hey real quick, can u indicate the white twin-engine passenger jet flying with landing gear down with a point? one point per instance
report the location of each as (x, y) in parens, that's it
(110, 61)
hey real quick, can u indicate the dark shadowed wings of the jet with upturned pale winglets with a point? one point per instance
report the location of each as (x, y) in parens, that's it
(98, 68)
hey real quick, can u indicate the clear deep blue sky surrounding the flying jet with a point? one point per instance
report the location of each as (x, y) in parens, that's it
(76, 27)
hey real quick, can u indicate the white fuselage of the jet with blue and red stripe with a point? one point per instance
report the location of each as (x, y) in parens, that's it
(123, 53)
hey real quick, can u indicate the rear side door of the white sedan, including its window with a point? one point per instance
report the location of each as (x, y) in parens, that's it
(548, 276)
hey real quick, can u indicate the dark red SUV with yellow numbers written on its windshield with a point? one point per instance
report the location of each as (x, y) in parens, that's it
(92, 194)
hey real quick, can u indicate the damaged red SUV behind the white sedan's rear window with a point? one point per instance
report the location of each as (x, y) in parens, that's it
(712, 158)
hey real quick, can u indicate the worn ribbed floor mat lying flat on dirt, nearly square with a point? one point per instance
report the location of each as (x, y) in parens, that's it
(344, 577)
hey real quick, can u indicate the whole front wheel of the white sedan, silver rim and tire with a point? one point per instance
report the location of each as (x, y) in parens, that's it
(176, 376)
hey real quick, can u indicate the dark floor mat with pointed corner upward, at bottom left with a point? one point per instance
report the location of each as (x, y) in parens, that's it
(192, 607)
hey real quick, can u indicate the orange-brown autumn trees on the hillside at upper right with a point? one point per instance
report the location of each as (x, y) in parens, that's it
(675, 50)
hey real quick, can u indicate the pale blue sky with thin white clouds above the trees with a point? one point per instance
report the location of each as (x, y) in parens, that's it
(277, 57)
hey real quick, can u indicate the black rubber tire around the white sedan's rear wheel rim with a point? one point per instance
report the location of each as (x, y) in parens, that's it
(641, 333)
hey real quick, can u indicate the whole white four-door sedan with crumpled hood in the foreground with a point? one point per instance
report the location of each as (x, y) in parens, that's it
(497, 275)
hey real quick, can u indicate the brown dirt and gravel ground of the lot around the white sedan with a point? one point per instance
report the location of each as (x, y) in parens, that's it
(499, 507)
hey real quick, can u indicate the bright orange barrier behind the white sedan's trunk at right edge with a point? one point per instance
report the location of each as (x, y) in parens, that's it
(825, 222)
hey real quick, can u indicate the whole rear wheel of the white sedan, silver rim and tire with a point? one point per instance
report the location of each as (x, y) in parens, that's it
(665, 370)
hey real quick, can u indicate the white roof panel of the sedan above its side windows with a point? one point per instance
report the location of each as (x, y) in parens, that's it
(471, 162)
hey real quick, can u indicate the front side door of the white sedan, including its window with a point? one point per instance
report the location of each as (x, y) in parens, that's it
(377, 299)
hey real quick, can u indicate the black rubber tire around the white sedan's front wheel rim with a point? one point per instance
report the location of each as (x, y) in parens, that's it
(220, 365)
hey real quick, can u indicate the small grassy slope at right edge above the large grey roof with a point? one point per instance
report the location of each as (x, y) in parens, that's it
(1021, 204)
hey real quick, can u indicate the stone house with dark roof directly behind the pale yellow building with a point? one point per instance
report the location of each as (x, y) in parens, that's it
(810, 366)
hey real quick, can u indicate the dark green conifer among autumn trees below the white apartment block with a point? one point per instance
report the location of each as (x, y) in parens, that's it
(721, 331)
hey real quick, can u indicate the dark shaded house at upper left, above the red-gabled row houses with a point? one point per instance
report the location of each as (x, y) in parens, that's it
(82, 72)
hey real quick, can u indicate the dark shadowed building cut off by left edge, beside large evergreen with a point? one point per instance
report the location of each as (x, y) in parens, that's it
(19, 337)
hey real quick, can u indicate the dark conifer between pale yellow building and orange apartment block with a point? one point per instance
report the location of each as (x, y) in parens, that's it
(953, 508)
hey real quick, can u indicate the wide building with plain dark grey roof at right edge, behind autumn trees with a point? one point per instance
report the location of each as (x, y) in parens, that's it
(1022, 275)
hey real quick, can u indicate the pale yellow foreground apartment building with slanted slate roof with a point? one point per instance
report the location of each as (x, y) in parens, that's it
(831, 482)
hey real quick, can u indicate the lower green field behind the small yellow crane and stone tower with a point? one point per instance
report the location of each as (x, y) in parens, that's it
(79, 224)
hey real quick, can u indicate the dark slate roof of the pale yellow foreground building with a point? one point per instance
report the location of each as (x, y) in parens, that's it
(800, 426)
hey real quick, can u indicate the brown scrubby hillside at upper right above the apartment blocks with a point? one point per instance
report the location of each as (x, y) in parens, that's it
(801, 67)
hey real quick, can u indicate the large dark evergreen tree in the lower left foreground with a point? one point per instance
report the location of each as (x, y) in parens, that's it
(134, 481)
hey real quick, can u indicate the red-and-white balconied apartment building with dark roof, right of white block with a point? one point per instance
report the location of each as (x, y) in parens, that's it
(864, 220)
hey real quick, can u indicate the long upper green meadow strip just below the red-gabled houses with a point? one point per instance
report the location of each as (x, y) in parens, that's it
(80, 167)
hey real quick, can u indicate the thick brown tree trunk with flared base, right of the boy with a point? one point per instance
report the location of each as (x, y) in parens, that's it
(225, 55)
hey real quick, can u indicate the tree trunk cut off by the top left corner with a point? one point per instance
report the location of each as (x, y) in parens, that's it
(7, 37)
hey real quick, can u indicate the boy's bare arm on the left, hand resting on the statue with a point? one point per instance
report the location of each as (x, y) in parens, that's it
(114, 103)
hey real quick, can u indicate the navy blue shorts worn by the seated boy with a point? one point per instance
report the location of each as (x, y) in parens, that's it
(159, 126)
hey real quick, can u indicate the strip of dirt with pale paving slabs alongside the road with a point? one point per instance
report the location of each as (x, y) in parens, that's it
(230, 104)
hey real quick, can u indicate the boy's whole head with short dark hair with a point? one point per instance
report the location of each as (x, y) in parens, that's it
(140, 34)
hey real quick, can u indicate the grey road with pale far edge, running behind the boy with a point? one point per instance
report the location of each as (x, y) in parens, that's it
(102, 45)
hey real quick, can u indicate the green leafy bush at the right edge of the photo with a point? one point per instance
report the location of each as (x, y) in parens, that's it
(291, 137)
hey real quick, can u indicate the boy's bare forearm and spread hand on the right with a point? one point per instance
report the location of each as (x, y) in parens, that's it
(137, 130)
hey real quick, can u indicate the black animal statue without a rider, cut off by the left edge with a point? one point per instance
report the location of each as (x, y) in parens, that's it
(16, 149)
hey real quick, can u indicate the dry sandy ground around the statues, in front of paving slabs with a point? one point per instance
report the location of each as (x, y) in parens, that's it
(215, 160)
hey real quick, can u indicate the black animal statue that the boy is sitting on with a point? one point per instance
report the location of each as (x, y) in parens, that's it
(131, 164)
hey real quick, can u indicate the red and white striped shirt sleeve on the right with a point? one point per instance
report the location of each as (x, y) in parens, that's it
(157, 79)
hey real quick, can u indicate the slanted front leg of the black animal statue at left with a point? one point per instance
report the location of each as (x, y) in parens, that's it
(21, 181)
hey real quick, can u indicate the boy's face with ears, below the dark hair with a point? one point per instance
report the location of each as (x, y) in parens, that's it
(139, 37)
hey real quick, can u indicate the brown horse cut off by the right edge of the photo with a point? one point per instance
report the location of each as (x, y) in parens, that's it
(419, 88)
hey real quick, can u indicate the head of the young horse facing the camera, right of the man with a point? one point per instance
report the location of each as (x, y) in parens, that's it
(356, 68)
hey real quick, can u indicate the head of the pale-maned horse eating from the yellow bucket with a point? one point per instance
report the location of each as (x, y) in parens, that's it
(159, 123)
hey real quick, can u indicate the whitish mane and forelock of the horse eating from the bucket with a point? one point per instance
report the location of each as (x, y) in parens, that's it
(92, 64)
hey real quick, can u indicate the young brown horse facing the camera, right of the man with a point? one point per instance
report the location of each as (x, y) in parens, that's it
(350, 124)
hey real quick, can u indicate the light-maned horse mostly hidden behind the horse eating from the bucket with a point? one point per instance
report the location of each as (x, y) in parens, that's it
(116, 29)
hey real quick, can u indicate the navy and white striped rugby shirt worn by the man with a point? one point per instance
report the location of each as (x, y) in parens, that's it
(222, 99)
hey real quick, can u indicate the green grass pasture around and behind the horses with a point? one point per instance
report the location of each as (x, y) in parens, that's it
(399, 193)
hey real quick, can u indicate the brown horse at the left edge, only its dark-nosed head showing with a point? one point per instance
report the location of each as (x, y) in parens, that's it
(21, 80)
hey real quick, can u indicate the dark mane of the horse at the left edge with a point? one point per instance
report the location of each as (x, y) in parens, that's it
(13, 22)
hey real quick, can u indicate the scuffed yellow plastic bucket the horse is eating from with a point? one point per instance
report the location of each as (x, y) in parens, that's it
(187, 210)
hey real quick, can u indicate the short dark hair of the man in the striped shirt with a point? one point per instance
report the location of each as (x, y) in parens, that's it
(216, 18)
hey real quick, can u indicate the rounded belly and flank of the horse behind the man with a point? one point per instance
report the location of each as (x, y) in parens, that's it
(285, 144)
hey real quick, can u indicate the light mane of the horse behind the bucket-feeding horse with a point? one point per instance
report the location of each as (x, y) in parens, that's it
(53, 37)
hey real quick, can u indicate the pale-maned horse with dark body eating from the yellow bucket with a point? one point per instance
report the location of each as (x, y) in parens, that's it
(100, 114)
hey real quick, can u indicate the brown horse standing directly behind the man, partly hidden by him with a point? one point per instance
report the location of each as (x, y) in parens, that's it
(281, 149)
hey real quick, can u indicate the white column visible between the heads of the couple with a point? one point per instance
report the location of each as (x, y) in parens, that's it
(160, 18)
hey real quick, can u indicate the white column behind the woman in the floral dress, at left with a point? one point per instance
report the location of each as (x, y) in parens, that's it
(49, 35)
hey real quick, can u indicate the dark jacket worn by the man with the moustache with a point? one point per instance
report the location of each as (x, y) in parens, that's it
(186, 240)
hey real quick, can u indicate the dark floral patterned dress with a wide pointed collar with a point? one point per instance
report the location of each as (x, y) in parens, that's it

■ **Exercise brief**
Give back every line of the listing where the word "dress" shows up.

■ **Written response**
hey real quick, can u indicate the white column behind the woman in the floral dress, at left with a point? one point per instance
hey real quick, can u indicate the dark floral patterned dress with a wide pointed collar with a point? one point per instance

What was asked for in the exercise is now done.